Records from a collection:

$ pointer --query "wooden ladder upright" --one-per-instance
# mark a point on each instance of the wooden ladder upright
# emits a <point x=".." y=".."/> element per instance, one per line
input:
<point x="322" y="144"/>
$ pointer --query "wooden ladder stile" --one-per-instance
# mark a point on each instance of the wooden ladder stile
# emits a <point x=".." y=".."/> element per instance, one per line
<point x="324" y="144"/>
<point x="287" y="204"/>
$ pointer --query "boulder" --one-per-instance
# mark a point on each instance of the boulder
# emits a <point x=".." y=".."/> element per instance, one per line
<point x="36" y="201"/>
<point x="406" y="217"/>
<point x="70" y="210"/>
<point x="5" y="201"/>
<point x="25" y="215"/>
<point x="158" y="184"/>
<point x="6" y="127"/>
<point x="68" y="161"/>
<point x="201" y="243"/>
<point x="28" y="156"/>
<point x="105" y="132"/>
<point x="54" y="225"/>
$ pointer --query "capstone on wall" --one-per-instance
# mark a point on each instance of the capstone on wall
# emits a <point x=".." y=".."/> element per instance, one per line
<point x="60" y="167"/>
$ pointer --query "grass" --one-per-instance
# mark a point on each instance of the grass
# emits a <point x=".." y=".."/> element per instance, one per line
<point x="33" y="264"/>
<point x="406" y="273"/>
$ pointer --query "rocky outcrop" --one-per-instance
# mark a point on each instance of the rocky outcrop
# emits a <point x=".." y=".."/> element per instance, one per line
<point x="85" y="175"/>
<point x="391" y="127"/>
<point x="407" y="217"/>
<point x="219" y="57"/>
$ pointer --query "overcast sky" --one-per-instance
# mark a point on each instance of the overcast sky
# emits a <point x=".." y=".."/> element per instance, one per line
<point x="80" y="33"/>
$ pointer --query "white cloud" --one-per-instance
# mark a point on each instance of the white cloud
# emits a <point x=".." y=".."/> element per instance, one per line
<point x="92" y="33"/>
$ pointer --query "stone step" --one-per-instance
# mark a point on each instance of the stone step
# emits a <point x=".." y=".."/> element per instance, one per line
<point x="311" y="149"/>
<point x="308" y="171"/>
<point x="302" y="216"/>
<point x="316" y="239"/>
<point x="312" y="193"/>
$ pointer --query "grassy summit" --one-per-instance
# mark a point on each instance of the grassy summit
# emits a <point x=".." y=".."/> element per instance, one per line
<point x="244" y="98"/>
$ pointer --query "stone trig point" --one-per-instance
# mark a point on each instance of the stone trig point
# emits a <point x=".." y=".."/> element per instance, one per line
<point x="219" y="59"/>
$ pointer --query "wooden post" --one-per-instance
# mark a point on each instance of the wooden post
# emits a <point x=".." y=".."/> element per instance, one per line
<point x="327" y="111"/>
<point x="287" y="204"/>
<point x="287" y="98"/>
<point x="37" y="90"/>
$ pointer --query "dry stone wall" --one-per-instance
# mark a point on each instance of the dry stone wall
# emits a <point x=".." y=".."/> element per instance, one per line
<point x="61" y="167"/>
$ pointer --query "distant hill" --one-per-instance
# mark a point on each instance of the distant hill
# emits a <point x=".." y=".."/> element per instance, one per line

**DIRECTIONS**: Locate the word "grassy" in the data above. Copy every line carrying it.

**COMPLETED EXERCISE**:
$ pointer --query "grassy summit" --one-per-instance
# mark a point on each instance of the grassy summit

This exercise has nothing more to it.